→ TASK TO COMPLETE
Reproduce verbatim the rows from the line containing "of the baby" through the line containing "column 1024, row 881", both ends included.

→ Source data
^^^^^^^^^^^^^^^^
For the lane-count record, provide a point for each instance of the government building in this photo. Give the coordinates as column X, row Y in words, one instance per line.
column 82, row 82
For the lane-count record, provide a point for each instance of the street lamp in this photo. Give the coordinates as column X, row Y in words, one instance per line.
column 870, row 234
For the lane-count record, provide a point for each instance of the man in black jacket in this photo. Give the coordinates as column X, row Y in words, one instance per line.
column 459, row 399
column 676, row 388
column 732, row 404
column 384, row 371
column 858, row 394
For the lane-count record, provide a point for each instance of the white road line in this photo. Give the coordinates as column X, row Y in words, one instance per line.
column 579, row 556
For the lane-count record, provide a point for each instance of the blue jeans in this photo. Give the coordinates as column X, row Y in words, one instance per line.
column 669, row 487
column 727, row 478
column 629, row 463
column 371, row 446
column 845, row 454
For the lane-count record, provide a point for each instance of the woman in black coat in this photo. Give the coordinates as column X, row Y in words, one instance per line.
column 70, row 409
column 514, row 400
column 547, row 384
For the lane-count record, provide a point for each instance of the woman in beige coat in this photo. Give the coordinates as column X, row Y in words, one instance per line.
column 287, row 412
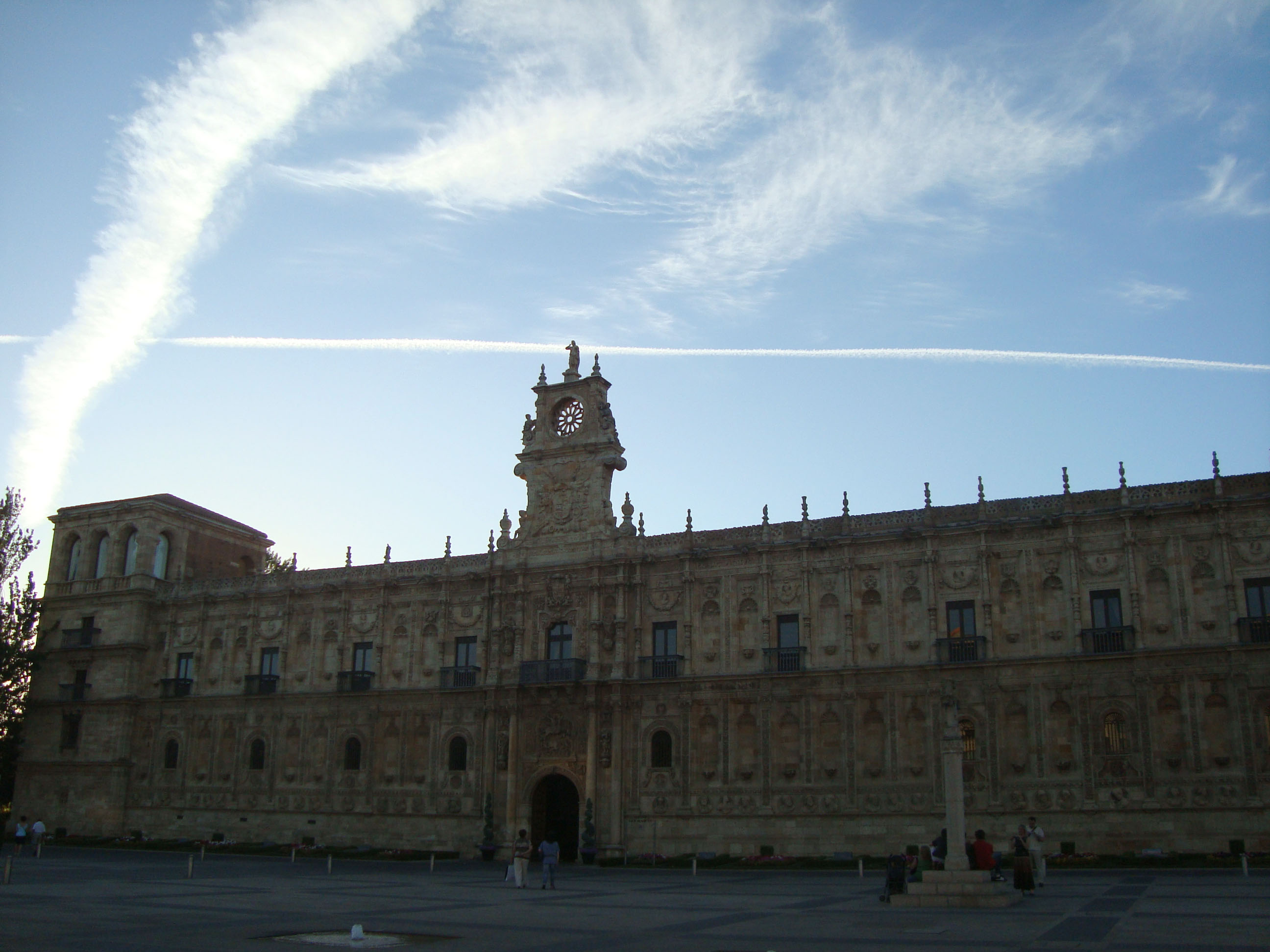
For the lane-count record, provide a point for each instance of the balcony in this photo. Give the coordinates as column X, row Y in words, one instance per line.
column 1254, row 631
column 1106, row 642
column 962, row 650
column 661, row 667
column 175, row 687
column 73, row 692
column 465, row 676
column 261, row 685
column 782, row 661
column 355, row 681
column 557, row 670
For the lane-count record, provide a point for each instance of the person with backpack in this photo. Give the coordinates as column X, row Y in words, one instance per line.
column 521, row 851
column 550, row 851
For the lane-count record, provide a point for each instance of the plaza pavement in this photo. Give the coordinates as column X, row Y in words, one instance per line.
column 102, row 901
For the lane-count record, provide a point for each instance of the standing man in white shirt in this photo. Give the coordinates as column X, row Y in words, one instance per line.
column 1037, row 850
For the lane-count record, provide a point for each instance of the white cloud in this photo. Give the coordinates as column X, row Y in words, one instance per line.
column 1230, row 193
column 202, row 127
column 1155, row 296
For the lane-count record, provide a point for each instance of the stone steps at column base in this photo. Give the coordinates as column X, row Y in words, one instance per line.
column 991, row 901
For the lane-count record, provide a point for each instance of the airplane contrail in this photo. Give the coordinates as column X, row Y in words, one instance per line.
column 921, row 353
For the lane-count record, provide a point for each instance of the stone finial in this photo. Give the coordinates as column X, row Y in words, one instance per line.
column 574, row 359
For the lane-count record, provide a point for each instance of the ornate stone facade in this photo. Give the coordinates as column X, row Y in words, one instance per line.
column 708, row 690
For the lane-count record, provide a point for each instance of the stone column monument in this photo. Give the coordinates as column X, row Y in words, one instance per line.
column 954, row 792
column 957, row 885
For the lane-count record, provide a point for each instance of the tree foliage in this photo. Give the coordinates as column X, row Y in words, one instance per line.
column 20, row 615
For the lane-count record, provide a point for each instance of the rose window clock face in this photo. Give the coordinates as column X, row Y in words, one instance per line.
column 568, row 418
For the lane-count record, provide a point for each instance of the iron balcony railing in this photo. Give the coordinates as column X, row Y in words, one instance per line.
column 355, row 681
column 661, row 667
column 780, row 661
column 74, row 692
column 962, row 650
column 464, row 676
column 261, row 685
column 1254, row 630
column 1106, row 642
column 558, row 669
column 175, row 687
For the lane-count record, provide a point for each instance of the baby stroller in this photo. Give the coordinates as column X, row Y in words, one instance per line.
column 897, row 871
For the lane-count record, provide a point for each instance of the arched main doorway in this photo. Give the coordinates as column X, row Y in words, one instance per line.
column 556, row 810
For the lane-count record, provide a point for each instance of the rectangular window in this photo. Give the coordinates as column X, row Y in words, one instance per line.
column 960, row 620
column 1256, row 592
column 269, row 662
column 1105, row 608
column 666, row 636
column 786, row 631
column 70, row 730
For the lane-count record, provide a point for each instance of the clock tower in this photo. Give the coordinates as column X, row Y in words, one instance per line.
column 568, row 462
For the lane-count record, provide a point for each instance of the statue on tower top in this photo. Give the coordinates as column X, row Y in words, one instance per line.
column 574, row 359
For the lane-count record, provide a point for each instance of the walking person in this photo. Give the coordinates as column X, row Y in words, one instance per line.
column 550, row 851
column 1037, row 850
column 20, row 837
column 521, row 851
column 1024, row 881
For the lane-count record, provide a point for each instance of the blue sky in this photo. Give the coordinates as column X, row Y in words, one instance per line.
column 1063, row 178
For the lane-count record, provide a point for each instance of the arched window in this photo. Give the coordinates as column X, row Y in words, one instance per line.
column 561, row 642
column 130, row 554
column 103, row 552
column 968, row 745
column 160, row 564
column 1116, row 738
column 256, row 761
column 662, row 749
column 73, row 563
column 352, row 754
column 459, row 754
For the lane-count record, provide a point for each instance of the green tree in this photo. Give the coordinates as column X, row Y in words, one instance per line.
column 20, row 615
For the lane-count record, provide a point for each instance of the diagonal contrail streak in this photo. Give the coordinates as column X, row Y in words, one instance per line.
column 892, row 353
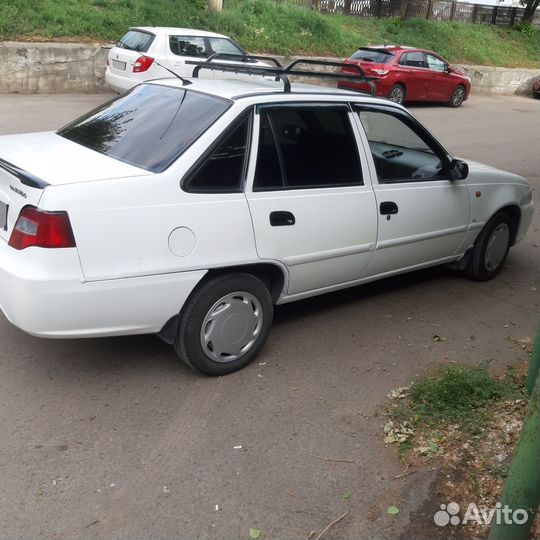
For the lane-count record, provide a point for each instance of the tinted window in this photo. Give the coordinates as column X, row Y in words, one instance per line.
column 399, row 153
column 223, row 170
column 149, row 127
column 136, row 40
column 188, row 46
column 268, row 170
column 413, row 60
column 435, row 63
column 315, row 145
column 224, row 46
column 373, row 55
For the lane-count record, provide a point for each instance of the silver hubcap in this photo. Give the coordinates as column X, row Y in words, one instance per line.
column 458, row 96
column 396, row 95
column 497, row 246
column 231, row 327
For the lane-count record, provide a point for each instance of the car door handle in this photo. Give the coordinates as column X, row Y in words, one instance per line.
column 281, row 219
column 388, row 207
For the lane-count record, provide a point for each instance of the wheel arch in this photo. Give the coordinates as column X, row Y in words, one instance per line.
column 515, row 213
column 273, row 275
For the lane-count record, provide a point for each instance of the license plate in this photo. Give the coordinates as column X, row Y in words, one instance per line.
column 119, row 65
column 3, row 216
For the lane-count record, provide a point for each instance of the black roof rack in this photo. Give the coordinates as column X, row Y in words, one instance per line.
column 283, row 73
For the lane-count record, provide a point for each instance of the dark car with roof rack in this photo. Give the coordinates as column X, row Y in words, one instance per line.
column 408, row 74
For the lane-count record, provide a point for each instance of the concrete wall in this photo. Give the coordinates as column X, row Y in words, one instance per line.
column 79, row 68
column 47, row 68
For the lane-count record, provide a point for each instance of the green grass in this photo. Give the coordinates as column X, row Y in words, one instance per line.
column 460, row 395
column 264, row 26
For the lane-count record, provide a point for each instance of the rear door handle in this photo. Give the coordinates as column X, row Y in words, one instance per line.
column 388, row 207
column 282, row 218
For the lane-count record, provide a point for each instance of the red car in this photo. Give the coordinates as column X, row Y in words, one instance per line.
column 408, row 74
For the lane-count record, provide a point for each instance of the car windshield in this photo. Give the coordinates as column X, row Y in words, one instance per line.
column 373, row 55
column 149, row 127
column 136, row 40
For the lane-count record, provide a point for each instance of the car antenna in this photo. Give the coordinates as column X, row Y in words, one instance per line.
column 185, row 82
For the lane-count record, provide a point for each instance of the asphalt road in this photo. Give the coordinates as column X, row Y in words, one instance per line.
column 114, row 438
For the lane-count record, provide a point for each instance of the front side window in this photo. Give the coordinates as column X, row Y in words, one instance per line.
column 435, row 63
column 224, row 46
column 399, row 153
column 188, row 46
column 413, row 59
column 223, row 170
column 306, row 147
column 149, row 127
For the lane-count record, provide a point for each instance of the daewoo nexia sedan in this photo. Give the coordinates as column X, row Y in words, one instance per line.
column 406, row 74
column 190, row 208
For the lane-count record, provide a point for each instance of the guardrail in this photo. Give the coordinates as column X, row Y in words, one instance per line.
column 437, row 10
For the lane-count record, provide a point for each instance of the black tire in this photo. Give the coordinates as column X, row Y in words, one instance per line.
column 397, row 94
column 480, row 269
column 458, row 97
column 189, row 340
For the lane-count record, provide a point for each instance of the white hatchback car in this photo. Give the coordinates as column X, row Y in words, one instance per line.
column 189, row 210
column 146, row 53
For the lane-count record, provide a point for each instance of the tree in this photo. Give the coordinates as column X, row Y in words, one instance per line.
column 215, row 5
column 530, row 9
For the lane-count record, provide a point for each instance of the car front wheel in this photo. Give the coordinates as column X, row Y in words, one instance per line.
column 491, row 248
column 224, row 324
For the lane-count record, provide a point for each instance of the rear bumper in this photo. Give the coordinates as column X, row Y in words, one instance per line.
column 41, row 292
column 380, row 88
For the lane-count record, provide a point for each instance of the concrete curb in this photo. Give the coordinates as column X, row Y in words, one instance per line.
column 45, row 68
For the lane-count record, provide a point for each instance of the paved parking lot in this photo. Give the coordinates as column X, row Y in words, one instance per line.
column 114, row 438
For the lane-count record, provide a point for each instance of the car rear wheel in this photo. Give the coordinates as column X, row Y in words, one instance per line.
column 491, row 248
column 397, row 94
column 458, row 97
column 224, row 324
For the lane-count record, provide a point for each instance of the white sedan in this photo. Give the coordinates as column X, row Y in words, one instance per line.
column 146, row 53
column 190, row 210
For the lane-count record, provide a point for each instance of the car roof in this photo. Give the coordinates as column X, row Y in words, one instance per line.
column 236, row 89
column 170, row 30
column 396, row 48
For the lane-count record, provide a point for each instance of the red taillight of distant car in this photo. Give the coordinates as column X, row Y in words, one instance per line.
column 142, row 63
column 38, row 228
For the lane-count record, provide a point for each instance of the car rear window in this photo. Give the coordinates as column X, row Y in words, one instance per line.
column 136, row 41
column 150, row 127
column 373, row 55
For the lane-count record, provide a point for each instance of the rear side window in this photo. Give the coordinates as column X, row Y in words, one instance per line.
column 306, row 147
column 223, row 170
column 415, row 59
column 224, row 46
column 188, row 46
column 136, row 40
column 373, row 55
column 150, row 127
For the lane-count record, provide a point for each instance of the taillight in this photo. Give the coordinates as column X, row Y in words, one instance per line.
column 42, row 229
column 142, row 64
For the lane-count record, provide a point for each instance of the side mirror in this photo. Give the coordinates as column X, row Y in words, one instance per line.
column 459, row 170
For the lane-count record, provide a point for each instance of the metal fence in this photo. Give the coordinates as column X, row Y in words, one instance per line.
column 437, row 10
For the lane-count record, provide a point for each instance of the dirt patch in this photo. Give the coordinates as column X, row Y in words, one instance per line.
column 471, row 459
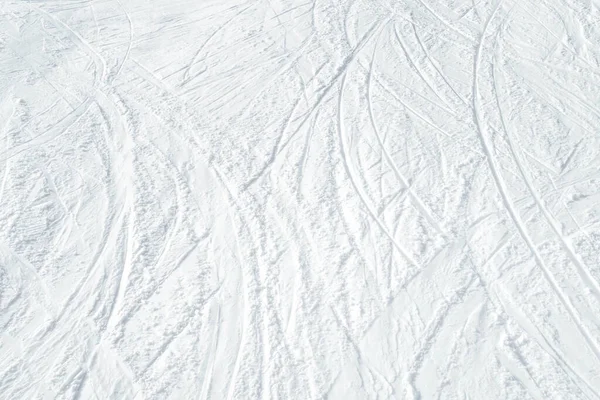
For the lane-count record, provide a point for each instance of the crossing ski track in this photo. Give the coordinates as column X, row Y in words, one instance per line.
column 300, row 199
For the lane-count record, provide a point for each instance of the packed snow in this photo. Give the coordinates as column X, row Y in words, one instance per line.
column 289, row 199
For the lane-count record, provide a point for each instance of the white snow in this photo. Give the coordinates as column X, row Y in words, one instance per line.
^^^^^^^^^^^^^^^^
→ OUTPUT OF THE TASK
For the lane-count record, provide a point for each instance of the baby stroller in this photo. Give the coordinates as column X, row Y in words, one instance per line.
column 897, row 871
For the lane-count record, provide a point for each instance of the arched main doorway in this photo. Give the coordinates as column X, row Y in words, one instance per line.
column 556, row 810
For the lane-count record, provide a point for each instance of the rectangular window in this photo. Give the coordinates as column X, row Y in words, one instance per line.
column 960, row 620
column 1256, row 592
column 269, row 662
column 1105, row 608
column 666, row 636
column 786, row 631
column 70, row 730
For the lane-count record, provide a point for each instance of the clock tower in this photo. Give the coordinates as column X, row Y in words, one instance per line.
column 568, row 462
For the lane-count record, provide a point for each instance of the statue on tower top in this photo. Give the coordinates as column X, row Y in words, one instance per line.
column 574, row 359
For the lane-count record, provide a point for each instance of the walking person in this photo. Give the coordinates as column X, row Y in words, one instance per line.
column 550, row 851
column 1037, row 850
column 20, row 837
column 521, row 851
column 1024, row 881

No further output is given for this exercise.